### [EXTRAIT CHOISI]

_ _ _ _ _

C’est un peu ce qui manque à Vincent Beaufils dans La Korrandine de Tevelune. De vous à moi, j’ai souvent eu envie de le secouer. Cette façon qu’il a parfois de se laisser glisser tout au fond de sa déprime m’horripilait. Mais il lui fallait passer par là pour retrouver son chemin parce qu’au fond, en recherchant l’histoire de la Korrandine au Moyen Âge ou au XIXe siècle, c’est lui qu’il recherche. Il croit faire remonter la Korrandine du passé mais c’est lui qui remonte du fond de sa déprime. Il pénètre dans la grotte de Tevelune et la vue du squelette opère en lui comme la vue du crâne dans le cabinet de réflexion des francs maçons. En repensant à ce qu’était sa vie dans la vallée de l’Argentor vingt ans plus tôt, il fait en quelque sorte son testament philosophique et renaît à une nouvelle vie plus consciente. Et pourtant, malgré sa déprime, il garde la faculté de rêver. Ce qu’il ne sait pas de la vie des résistants de la long de la ligne de démarcation, il l’imagine. C’est d’ailleurs ainsi que son amie Mathilde le décrit puisqu’elle l’appelle son somnifacteur, du latin ‘somnium’ qui signifie ‘rêve’, son faiseur de rêve. Oui j’aime beaucoup cet aspect-là de Vincent.
Mais de là à savoir lequel me ressemble le plus, c’est difficile. Je crois que j’ai mis des bouts de moi dans tous ces personnages, même les plus petits.
**À quel public s’adressent vos livres?
Mais à tous ! Que personne n’hésite !
Plus sérieusement, j’essaie d’avoir plusieurs niveaux de lecture. D’abord je m’efforce d’écrire de la manière la plus claire et la plus simple qui soit. La lecture doit être un plaisir et j’aime les mots qui coulent comme l’eau claire. Comme de surcroît je ne suis pas un adepte de la violence ou de la vulgarité, mes romans peuvent être mis entre toutes les mains, même les plus jeunes. À mes yeux, mon livre est bon si j’ai réussi à en faire un livre très facile à lire, au point que le lecteur ne voit plus la trame qui est derrière la toile, tout en atteignant le but technique que je me suis fixé au début.

_ _ _ _ _

### [EXTRAITS DE DONNÉES]
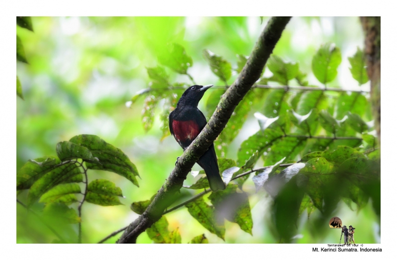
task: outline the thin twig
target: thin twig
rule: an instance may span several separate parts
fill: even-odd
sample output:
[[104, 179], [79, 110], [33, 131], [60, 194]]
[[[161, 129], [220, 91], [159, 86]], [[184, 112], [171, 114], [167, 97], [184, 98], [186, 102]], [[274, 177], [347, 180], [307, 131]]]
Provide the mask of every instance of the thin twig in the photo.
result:
[[28, 210], [29, 210], [29, 211], [30, 211], [30, 212], [31, 212], [31, 213], [32, 213], [32, 214], [33, 214], [33, 215], [34, 215], [35, 216], [36, 216], [36, 217], [37, 217], [37, 218], [38, 218], [38, 219], [39, 219], [40, 221], [41, 221], [41, 222], [43, 223], [43, 224], [44, 224], [44, 225], [45, 225], [45, 226], [46, 226], [47, 227], [48, 227], [48, 228], [49, 228], [49, 229], [50, 230], [51, 230], [51, 231], [52, 231], [52, 232], [53, 232], [53, 233], [54, 233], [54, 234], [55, 234], [56, 236], [57, 236], [58, 237], [58, 238], [59, 239], [59, 240], [61, 240], [61, 241], [62, 242], [63, 242], [63, 243], [66, 243], [66, 241], [65, 241], [65, 239], [64, 239], [64, 238], [63, 238], [62, 236], [61, 236], [61, 235], [60, 235], [59, 234], [58, 234], [58, 232], [57, 232], [57, 231], [55, 231], [55, 230], [54, 228], [52, 228], [52, 227], [51, 227], [50, 225], [48, 225], [48, 224], [47, 224], [47, 223], [46, 223], [46, 222], [45, 221], [44, 221], [44, 220], [43, 220], [43, 219], [41, 218], [41, 217], [40, 215], [39, 215], [39, 214], [37, 214], [37, 213], [36, 213], [35, 212], [34, 212], [34, 211], [33, 211], [32, 209], [31, 209], [31, 208], [28, 208], [28, 207], [27, 207], [26, 205], [25, 205], [25, 204], [23, 204], [23, 203], [22, 202], [21, 202], [20, 201], [19, 201], [19, 200], [18, 199], [16, 199], [16, 202], [17, 202], [18, 203], [19, 203], [19, 204], [20, 204], [21, 205], [22, 205], [22, 206], [23, 206], [24, 208], [26, 208], [26, 209], [27, 209]]

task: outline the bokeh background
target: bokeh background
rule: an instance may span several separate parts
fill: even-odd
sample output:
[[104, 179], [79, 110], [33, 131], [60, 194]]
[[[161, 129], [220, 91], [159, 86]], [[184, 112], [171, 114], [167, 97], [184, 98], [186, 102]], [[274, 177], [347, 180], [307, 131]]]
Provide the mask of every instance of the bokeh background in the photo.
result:
[[[148, 87], [150, 81], [146, 67], [159, 63], [157, 56], [168, 43], [178, 43], [192, 56], [189, 73], [199, 85], [223, 85], [212, 73], [202, 56], [208, 49], [222, 56], [237, 67], [236, 54], [249, 55], [268, 17], [48, 17], [32, 18], [33, 33], [17, 27], [29, 64], [17, 62], [24, 101], [17, 100], [17, 171], [29, 159], [44, 155], [56, 156], [57, 143], [81, 134], [99, 136], [120, 148], [136, 166], [141, 180], [139, 187], [116, 174], [89, 170], [91, 180], [106, 178], [123, 190], [124, 205], [104, 207], [85, 203], [82, 212], [83, 243], [96, 243], [110, 233], [137, 217], [130, 209], [135, 201], [148, 200], [160, 188], [174, 166], [182, 150], [172, 136], [161, 140], [160, 102], [155, 109], [153, 127], [146, 132], [141, 122], [143, 98], [131, 106], [137, 91]], [[364, 36], [358, 17], [293, 17], [283, 33], [273, 52], [287, 61], [299, 62], [301, 70], [308, 74], [310, 84], [320, 85], [311, 74], [312, 57], [321, 44], [334, 43], [340, 49], [342, 61], [337, 79], [328, 86], [357, 89], [359, 86], [348, 69], [347, 57], [363, 49]], [[166, 68], [170, 81], [192, 81]], [[265, 73], [268, 72], [265, 71]], [[265, 74], [266, 75], [266, 74]], [[231, 84], [237, 76], [232, 75]], [[368, 90], [369, 83], [359, 87]], [[206, 111], [206, 98], [199, 107]], [[253, 114], [255, 107], [239, 135], [228, 149], [226, 157], [236, 159], [243, 141], [257, 132], [259, 126]], [[258, 163], [262, 166], [263, 161]], [[196, 165], [194, 170], [200, 169]], [[197, 179], [197, 178], [196, 178]], [[185, 183], [194, 183], [189, 175]], [[243, 186], [250, 193], [254, 227], [253, 235], [242, 231], [237, 224], [225, 220], [225, 241], [210, 233], [182, 208], [167, 214], [171, 230], [179, 228], [182, 243], [205, 234], [209, 243], [274, 243], [278, 239], [271, 226], [268, 210], [271, 199], [264, 192], [255, 194], [250, 178]], [[185, 191], [187, 199], [197, 191]], [[23, 200], [26, 192], [18, 195]], [[39, 211], [39, 205], [34, 209]], [[296, 243], [338, 243], [340, 229], [320, 233], [314, 222], [320, 212], [308, 218], [304, 213], [298, 223]], [[335, 216], [343, 224], [356, 227], [356, 243], [380, 243], [380, 227], [371, 202], [359, 211], [352, 210], [342, 201]], [[56, 238], [48, 229], [26, 209], [17, 206], [17, 243], [51, 243]], [[324, 223], [328, 225], [328, 222]], [[77, 236], [77, 225], [60, 227], [66, 237]], [[114, 243], [118, 236], [106, 243]], [[151, 243], [145, 233], [137, 243]]]

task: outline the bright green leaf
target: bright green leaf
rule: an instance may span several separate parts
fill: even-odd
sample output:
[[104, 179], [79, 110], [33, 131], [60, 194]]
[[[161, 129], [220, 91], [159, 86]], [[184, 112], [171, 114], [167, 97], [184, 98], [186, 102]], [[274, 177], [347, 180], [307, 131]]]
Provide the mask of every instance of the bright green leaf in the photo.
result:
[[332, 81], [336, 77], [336, 69], [341, 61], [339, 48], [333, 44], [322, 45], [312, 60], [313, 74], [324, 84]]
[[26, 57], [25, 56], [25, 51], [23, 49], [23, 46], [19, 37], [16, 36], [16, 59], [19, 61], [28, 63]]
[[208, 50], [203, 50], [202, 53], [209, 63], [211, 71], [221, 80], [226, 82], [232, 76], [232, 64], [230, 62]]
[[80, 193], [80, 186], [75, 183], [59, 184], [43, 194], [39, 202], [59, 202], [68, 204], [77, 201], [75, 193]]
[[117, 196], [123, 197], [121, 189], [107, 180], [94, 180], [88, 184], [85, 200], [102, 206], [121, 205]]
[[72, 138], [70, 142], [86, 147], [92, 156], [99, 159], [101, 164], [86, 162], [88, 169], [111, 171], [125, 177], [139, 187], [135, 176], [139, 176], [135, 165], [120, 149], [93, 135], [80, 135]]
[[358, 82], [361, 86], [368, 81], [368, 76], [367, 75], [365, 57], [364, 52], [358, 47], [357, 52], [352, 57], [347, 58], [351, 66], [350, 68], [353, 78]]
[[223, 223], [217, 222], [214, 217], [213, 207], [205, 203], [202, 197], [188, 203], [185, 206], [190, 214], [202, 226], [211, 233], [225, 240], [225, 226]]

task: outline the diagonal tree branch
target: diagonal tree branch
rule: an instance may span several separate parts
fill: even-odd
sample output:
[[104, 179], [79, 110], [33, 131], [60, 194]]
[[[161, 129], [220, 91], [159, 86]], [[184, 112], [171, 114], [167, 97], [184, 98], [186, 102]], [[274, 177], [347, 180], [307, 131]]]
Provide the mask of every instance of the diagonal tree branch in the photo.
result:
[[118, 243], [135, 243], [142, 232], [160, 219], [175, 200], [186, 176], [225, 127], [234, 109], [258, 80], [291, 17], [270, 18], [247, 63], [236, 81], [222, 96], [208, 123], [179, 158], [165, 183], [143, 213], [129, 225]]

_ _ _ _ _

### [ÉNONCÉ]
Relevez, dans l'extrait sur le roman La Korrandine de Tevelune, tous les lieux mentionnés en lien avec l'histoire de Vincent Beaufils.

### [EXERCICE CORRIGÉ]
- la grotte de Tevelune
- la vallée de l'Argentor
- la ligne de démarcation